* **Set task**
Starting at the line with "Practice step: find the front bumper", transcribe each line through the final one, both included, and add nothing.

* **Record extracts**
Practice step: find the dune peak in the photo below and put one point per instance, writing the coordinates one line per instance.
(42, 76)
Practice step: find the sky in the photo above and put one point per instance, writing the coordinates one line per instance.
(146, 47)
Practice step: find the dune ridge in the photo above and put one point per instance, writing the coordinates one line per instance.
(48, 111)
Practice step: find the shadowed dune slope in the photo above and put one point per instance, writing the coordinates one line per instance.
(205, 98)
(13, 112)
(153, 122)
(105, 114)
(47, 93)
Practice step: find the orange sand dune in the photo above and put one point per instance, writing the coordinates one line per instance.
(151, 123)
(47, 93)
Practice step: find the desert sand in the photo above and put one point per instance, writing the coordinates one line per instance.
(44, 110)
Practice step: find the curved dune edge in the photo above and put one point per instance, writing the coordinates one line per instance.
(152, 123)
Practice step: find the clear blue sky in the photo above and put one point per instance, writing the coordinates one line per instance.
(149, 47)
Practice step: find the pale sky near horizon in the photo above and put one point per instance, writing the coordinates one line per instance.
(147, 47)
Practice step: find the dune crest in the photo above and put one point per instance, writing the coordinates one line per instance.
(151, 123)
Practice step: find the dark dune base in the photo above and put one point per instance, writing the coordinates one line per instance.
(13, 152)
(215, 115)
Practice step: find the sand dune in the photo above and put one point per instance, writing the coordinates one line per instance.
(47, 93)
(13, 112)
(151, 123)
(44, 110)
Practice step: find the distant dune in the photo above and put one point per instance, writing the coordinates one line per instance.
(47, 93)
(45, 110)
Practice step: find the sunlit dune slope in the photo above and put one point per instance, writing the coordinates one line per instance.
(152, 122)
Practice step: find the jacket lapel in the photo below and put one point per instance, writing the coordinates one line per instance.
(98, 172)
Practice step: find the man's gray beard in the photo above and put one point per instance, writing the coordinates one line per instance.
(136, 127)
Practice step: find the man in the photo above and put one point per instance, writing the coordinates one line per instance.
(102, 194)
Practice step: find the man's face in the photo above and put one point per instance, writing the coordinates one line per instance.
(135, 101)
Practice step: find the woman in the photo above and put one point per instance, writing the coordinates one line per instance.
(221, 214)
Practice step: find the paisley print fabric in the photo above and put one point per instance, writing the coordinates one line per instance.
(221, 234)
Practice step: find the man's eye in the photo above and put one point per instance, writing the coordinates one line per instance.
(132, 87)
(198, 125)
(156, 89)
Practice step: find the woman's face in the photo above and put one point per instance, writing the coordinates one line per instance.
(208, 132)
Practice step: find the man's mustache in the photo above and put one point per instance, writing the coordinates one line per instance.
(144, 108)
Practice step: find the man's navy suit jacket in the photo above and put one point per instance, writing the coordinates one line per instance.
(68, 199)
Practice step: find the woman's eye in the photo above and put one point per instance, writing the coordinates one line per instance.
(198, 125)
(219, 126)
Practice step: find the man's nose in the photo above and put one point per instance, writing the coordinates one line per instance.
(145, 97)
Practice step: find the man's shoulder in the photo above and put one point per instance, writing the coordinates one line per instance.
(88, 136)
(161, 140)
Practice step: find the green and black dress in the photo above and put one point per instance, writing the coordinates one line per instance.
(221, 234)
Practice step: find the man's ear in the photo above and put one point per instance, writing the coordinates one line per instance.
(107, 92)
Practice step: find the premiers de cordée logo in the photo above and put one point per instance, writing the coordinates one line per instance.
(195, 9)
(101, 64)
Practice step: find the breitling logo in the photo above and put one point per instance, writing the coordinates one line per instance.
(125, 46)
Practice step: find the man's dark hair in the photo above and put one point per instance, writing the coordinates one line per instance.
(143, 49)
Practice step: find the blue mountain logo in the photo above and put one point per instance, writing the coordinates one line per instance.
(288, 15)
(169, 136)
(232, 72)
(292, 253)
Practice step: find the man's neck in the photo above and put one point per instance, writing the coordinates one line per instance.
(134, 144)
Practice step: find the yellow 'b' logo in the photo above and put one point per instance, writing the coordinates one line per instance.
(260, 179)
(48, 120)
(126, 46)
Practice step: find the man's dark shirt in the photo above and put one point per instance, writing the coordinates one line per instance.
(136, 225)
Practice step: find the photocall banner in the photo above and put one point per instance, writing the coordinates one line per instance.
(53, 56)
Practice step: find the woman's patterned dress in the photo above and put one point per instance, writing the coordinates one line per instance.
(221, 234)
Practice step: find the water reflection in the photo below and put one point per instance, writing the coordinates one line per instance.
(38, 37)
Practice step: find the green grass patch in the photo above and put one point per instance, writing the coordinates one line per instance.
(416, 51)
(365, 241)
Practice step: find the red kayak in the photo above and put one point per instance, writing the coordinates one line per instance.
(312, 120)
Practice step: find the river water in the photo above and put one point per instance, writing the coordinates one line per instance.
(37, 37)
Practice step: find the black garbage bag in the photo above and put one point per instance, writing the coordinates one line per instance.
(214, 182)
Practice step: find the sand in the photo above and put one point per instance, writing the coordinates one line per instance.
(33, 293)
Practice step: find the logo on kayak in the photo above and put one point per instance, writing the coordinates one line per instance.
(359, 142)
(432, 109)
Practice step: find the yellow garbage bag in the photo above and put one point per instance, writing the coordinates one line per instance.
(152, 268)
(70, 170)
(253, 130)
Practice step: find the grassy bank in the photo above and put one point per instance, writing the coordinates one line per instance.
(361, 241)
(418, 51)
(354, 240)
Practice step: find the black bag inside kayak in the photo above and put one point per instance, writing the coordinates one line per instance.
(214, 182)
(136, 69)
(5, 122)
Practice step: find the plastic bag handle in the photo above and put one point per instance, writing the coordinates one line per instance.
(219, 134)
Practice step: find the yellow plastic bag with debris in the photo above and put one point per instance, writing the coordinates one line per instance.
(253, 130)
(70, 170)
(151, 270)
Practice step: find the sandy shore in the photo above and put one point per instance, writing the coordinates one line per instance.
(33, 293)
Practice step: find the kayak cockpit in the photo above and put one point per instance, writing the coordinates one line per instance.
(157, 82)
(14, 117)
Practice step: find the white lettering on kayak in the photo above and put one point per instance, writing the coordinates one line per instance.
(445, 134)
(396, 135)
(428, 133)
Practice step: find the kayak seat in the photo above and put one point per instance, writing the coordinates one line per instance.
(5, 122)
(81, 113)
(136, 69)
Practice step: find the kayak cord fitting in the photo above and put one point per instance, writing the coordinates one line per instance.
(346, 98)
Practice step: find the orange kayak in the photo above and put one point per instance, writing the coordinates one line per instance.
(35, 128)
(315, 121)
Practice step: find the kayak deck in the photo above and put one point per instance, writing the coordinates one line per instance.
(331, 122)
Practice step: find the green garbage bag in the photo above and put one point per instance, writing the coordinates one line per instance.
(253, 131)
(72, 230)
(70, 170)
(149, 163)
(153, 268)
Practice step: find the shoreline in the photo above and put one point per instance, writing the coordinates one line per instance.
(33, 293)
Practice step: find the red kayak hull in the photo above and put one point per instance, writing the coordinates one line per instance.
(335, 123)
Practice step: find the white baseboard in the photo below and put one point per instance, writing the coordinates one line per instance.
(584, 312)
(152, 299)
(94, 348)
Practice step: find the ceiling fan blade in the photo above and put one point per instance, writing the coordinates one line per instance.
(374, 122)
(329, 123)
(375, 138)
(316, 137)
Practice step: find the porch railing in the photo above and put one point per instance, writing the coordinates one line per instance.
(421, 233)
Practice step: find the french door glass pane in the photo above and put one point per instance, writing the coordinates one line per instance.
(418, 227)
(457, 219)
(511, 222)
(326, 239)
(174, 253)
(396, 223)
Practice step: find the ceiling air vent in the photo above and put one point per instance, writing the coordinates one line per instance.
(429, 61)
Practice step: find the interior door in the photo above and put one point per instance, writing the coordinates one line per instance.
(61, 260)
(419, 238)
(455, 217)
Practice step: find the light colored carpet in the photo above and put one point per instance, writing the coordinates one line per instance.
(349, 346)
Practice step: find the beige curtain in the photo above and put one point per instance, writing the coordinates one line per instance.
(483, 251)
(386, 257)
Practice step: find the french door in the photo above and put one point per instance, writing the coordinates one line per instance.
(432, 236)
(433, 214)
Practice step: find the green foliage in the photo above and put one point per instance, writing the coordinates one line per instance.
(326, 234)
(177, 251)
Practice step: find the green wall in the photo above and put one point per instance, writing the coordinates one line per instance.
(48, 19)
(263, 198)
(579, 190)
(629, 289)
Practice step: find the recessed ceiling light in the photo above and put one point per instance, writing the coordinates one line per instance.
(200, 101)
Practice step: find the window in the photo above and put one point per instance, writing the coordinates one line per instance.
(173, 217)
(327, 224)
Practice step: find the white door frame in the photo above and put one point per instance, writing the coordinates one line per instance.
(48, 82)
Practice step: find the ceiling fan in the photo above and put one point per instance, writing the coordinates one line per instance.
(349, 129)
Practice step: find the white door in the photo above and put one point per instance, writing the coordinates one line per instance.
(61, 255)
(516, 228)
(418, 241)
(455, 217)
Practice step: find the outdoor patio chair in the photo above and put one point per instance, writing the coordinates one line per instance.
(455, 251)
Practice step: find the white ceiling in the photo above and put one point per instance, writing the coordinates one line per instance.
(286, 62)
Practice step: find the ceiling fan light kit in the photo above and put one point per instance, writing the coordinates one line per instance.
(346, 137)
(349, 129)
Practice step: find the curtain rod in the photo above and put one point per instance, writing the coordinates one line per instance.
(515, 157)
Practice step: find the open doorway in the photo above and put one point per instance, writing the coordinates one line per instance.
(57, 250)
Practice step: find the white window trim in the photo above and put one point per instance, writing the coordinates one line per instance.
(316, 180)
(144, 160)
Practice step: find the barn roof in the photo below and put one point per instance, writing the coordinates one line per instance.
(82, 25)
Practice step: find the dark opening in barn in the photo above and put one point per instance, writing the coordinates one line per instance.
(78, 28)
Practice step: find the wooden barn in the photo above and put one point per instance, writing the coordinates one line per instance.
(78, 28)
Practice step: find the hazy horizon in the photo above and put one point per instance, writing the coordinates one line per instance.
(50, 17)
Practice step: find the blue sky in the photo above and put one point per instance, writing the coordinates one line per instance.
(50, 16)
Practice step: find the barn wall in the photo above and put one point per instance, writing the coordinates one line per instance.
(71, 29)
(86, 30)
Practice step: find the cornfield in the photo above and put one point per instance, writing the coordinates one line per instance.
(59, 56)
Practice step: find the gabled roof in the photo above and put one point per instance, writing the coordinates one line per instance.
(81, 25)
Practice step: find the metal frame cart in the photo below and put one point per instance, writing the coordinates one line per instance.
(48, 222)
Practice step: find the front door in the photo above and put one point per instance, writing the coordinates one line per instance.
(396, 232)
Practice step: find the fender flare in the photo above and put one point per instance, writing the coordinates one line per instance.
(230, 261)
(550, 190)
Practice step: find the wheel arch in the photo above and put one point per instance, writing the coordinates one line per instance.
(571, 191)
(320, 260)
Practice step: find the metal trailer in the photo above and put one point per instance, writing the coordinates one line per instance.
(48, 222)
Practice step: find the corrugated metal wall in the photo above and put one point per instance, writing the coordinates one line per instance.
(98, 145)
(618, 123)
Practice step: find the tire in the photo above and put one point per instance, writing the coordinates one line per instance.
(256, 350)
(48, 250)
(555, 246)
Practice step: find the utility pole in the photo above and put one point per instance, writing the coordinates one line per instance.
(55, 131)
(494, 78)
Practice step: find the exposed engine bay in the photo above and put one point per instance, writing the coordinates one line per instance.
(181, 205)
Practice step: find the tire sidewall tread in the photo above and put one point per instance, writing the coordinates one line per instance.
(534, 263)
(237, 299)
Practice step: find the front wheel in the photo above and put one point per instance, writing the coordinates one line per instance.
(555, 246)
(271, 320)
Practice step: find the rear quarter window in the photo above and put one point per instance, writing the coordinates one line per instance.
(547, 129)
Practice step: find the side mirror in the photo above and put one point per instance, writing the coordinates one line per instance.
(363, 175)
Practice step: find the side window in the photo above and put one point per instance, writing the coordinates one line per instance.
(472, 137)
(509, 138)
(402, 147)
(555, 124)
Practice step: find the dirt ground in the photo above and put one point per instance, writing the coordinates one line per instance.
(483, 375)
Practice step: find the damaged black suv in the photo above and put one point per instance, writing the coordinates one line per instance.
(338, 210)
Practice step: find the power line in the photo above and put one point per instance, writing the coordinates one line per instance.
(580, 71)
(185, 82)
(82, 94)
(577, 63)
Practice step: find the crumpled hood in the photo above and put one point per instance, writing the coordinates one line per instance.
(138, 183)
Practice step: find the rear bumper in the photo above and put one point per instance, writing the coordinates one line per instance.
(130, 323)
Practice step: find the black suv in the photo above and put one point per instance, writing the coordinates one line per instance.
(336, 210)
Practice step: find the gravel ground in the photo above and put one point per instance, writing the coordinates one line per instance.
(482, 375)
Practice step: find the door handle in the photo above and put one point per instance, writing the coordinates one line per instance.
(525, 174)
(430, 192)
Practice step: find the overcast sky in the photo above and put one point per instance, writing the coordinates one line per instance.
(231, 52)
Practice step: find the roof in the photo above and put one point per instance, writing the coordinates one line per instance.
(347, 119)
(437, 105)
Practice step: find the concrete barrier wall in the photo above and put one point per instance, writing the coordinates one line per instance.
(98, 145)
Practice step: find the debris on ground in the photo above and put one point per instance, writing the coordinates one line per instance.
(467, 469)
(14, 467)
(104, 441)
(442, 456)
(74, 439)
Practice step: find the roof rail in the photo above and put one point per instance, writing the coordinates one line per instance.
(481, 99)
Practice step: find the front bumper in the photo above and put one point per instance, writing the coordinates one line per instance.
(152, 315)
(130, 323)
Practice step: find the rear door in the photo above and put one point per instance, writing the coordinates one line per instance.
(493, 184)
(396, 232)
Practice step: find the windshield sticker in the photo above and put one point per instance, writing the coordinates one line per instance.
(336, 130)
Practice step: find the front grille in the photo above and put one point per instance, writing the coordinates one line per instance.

* **Written response**
Practice step: find the front bumper in the photo above and put one point per instance, writing the coordinates one line per instance.
(152, 315)
(130, 323)
Practice step: find the rear door in the photo above and put one point per instance, writing the coordinates one line per instance.
(493, 184)
(396, 232)
Practice step: find the windshield sticker in the photo above and put one point per instance, writing the coordinates one line per instance.
(336, 130)
Practice step: find the front grille in the photo above and put one point per instance, writing the coordinates one line per instance.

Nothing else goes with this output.